Exercise
Find the line that contains "man's wristband, place" in the entries below. Output it and each later line exactly, and nothing else.

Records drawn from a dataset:
>>>>>

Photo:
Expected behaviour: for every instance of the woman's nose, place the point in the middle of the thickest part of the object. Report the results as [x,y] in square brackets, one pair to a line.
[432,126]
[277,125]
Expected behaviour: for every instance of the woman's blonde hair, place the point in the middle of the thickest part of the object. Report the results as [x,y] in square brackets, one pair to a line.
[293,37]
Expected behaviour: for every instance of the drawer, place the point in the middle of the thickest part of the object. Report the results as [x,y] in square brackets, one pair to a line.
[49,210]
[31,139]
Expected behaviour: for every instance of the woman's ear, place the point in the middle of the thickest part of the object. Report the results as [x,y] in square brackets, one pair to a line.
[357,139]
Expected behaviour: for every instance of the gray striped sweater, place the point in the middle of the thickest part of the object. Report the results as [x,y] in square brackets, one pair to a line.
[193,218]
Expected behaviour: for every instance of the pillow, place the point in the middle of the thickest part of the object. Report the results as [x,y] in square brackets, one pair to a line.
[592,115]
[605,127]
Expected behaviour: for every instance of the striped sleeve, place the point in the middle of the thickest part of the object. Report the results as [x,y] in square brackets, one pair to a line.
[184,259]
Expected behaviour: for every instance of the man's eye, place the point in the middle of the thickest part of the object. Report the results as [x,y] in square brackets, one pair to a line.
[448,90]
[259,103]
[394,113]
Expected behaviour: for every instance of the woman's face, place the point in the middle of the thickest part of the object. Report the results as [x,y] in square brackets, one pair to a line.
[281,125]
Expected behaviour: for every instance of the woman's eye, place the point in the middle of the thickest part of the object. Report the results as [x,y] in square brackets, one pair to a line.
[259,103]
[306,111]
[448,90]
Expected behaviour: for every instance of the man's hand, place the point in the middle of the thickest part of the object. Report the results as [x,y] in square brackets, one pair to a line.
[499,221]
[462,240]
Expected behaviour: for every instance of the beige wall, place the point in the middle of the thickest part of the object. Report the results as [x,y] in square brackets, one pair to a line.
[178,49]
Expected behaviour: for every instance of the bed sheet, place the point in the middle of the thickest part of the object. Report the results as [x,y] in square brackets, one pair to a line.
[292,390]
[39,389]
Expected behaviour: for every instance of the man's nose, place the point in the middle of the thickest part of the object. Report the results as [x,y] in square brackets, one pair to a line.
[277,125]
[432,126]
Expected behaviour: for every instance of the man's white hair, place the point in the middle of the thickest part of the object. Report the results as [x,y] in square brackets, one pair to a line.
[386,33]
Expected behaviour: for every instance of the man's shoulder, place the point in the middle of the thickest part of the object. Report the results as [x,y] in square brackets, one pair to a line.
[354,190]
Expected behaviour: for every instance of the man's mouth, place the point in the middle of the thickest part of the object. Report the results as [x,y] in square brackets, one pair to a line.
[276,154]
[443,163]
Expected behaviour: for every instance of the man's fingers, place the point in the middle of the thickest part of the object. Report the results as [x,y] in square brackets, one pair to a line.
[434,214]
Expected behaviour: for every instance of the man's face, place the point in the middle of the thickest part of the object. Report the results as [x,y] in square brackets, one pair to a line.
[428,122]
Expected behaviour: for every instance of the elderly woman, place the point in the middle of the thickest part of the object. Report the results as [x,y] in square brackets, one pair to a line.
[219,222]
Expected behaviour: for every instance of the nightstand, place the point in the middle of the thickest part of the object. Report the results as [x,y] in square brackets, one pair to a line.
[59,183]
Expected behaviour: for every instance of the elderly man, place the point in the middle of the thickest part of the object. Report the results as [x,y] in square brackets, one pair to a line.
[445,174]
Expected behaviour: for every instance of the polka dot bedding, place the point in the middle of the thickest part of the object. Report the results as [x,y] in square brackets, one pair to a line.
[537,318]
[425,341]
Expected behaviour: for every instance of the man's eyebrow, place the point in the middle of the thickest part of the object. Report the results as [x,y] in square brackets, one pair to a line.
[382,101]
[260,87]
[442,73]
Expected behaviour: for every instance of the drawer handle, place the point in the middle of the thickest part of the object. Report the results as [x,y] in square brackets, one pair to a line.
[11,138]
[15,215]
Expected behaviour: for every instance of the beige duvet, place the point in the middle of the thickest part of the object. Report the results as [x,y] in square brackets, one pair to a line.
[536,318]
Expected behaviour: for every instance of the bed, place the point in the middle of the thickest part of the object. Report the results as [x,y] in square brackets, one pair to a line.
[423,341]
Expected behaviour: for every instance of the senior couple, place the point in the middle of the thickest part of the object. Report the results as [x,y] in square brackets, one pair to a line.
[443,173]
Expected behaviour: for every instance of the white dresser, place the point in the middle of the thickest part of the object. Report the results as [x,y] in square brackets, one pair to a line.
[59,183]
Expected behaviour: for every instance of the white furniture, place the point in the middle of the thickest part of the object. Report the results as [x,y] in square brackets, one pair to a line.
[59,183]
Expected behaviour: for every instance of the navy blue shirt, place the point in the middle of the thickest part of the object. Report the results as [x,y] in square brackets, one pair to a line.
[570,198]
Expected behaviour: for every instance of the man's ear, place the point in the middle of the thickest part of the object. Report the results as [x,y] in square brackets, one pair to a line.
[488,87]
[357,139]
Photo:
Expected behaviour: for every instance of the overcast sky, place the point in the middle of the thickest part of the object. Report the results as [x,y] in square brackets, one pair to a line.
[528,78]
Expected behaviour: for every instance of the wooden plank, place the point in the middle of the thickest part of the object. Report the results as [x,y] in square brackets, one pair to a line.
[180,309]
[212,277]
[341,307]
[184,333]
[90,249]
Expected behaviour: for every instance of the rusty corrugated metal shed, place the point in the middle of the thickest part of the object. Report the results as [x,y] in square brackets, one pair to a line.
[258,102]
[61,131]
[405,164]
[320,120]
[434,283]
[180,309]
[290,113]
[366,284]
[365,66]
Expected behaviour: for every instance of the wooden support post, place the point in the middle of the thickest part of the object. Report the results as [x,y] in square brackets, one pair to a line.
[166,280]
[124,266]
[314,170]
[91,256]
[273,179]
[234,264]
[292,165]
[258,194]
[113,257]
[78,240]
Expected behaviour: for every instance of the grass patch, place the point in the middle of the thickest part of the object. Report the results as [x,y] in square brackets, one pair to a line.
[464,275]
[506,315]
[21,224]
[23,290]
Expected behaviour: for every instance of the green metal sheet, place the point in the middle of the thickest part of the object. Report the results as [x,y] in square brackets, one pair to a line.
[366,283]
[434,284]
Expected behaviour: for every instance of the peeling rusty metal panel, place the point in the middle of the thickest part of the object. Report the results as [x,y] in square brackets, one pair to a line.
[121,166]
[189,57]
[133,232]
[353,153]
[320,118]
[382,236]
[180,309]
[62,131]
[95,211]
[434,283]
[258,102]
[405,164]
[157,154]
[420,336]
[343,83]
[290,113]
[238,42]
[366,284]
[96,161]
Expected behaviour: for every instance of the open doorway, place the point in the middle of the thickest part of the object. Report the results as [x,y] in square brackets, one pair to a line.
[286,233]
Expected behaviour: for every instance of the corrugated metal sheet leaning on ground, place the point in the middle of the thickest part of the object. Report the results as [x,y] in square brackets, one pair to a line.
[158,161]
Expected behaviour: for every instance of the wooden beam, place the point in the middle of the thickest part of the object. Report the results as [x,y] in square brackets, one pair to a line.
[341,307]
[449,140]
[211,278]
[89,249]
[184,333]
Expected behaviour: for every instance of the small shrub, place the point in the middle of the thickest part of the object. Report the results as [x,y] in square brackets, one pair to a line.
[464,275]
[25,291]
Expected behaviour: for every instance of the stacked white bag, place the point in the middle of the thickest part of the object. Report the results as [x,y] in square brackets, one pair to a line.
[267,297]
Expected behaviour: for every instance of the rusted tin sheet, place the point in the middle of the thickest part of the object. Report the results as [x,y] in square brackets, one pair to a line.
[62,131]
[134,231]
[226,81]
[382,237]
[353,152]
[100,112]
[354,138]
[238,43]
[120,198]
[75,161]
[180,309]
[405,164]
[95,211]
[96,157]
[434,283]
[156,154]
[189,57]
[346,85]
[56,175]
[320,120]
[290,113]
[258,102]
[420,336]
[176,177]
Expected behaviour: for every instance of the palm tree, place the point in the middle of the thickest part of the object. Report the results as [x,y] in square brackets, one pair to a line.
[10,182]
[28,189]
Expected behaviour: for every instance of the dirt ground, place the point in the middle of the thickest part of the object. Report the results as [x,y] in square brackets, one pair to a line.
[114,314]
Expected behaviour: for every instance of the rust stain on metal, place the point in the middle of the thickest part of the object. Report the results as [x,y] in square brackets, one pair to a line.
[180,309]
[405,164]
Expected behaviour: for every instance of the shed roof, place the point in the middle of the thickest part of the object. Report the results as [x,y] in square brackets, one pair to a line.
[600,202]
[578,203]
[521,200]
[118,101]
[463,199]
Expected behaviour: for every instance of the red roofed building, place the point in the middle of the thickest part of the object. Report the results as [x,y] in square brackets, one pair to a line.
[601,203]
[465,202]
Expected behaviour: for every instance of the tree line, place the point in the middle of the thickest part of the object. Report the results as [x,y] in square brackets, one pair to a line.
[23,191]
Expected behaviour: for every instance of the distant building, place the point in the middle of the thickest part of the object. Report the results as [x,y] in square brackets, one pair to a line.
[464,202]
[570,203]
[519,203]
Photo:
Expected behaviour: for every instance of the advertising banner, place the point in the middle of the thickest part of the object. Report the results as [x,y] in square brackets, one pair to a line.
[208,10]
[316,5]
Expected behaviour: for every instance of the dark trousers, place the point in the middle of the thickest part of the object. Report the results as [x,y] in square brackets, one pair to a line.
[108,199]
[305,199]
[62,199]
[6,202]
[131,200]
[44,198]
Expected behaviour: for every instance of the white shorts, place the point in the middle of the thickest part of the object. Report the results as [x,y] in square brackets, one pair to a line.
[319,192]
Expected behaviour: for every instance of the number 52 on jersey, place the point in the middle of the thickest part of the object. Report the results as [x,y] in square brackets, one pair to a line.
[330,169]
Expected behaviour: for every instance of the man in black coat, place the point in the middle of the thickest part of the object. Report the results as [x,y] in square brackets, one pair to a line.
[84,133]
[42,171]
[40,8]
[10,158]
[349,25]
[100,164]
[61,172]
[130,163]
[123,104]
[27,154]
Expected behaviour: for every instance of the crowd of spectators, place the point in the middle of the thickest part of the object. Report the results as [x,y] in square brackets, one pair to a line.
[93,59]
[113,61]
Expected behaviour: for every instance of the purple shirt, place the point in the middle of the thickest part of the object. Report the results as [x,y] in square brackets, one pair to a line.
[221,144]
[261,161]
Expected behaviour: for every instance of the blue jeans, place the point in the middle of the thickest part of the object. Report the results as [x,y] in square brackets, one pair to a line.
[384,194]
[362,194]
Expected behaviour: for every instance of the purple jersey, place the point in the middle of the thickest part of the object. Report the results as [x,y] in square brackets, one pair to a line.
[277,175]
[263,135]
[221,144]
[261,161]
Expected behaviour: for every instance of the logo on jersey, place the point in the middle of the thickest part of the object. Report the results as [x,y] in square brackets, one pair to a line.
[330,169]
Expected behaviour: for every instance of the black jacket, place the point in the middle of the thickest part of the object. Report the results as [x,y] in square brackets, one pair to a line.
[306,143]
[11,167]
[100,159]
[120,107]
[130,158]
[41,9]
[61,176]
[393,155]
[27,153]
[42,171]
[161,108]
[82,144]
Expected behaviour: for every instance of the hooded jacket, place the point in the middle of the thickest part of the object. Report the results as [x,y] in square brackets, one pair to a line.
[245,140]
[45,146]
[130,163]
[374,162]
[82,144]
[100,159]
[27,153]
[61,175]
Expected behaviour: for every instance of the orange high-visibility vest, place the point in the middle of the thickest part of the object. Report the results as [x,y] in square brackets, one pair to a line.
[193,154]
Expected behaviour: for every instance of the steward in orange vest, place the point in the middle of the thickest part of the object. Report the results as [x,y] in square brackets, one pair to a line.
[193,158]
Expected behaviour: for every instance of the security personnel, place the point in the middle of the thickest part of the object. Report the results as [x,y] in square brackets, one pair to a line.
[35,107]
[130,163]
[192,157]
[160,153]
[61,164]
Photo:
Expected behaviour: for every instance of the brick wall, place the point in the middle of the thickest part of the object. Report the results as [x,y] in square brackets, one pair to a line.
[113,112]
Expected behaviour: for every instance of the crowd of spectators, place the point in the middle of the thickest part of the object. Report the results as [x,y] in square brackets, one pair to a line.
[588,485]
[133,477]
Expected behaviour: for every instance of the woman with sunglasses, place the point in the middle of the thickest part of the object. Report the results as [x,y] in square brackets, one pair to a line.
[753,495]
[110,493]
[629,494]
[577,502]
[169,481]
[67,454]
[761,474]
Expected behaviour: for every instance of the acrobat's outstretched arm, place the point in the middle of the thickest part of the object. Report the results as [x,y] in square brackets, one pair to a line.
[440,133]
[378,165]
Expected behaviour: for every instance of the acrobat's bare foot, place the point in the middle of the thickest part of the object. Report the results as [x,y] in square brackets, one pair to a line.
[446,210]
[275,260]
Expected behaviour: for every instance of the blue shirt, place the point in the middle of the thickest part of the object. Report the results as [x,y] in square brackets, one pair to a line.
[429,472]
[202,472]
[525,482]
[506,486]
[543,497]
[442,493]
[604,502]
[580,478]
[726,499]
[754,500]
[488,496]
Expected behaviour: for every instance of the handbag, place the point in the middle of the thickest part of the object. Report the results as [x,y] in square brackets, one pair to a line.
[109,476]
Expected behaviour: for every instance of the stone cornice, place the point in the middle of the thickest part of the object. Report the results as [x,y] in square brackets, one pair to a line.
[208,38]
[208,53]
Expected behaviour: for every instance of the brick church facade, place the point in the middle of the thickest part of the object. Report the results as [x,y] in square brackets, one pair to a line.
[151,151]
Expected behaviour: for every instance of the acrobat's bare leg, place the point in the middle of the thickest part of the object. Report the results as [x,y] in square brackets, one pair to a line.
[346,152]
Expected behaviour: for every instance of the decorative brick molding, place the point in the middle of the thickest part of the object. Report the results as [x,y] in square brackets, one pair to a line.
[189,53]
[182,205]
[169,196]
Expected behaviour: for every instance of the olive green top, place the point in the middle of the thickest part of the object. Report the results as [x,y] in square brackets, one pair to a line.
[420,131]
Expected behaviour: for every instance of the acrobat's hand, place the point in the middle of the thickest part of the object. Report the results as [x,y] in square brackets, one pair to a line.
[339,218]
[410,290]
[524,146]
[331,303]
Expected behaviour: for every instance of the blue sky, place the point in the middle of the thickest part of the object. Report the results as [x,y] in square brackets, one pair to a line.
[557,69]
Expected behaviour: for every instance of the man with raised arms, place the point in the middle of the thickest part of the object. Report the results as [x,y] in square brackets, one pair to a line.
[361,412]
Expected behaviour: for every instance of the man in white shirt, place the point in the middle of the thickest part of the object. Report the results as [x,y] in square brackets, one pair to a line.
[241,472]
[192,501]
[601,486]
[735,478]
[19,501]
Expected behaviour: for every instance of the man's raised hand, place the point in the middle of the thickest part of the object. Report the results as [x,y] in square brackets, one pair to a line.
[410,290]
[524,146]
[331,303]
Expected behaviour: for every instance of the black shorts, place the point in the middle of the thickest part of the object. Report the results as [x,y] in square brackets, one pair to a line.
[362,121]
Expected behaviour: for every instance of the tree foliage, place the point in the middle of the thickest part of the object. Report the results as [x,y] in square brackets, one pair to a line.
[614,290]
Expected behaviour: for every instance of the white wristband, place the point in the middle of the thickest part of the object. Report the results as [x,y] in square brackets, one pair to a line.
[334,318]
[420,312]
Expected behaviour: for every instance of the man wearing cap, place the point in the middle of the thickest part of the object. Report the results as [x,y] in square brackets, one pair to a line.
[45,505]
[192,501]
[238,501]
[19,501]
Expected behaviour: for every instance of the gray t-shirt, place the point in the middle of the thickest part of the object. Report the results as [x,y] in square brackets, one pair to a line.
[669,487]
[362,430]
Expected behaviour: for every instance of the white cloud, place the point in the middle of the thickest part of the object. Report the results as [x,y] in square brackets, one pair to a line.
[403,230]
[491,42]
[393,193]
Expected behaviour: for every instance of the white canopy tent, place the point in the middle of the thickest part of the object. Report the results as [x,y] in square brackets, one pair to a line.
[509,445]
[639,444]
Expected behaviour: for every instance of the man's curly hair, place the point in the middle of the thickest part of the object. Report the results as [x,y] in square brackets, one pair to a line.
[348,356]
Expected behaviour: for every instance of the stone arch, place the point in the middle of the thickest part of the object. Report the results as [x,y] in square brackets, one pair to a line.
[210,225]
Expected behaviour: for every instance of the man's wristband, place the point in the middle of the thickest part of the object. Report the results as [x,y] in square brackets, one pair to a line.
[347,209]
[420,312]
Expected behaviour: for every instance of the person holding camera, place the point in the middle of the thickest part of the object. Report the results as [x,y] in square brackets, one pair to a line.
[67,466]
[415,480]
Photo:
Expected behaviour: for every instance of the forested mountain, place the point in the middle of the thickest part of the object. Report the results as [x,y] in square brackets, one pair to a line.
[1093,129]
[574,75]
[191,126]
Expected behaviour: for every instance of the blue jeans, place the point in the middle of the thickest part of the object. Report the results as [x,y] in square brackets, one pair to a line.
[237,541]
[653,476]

<<<<<

Completed exercise
Expected behaviour: for every instance of the man's wristband, place the point in the middle of the thickest part of the object. Report the results as [x,y] in square brackets, one pair to a line.
[347,209]
[420,312]
Expected behaviour: for every instance of the person holding camera, place the point in the middle of the thickest part of the object. Report the results as [x,y] in square brackets, one pair to a line.
[67,466]
[415,480]
Photo:
Expected behaviour: for every instance of the forested mountain, place the point in the middle of the thickest part of the object. Report the results as [x,y] in square brackets, one pair to a line.
[1093,129]
[574,75]
[191,126]
Expected behaviour: for every instance of the blue jeans, place the point in the middle of the thickest part of the object. Report the results as [x,y] in square brackets, one pair to a line.
[237,541]
[653,476]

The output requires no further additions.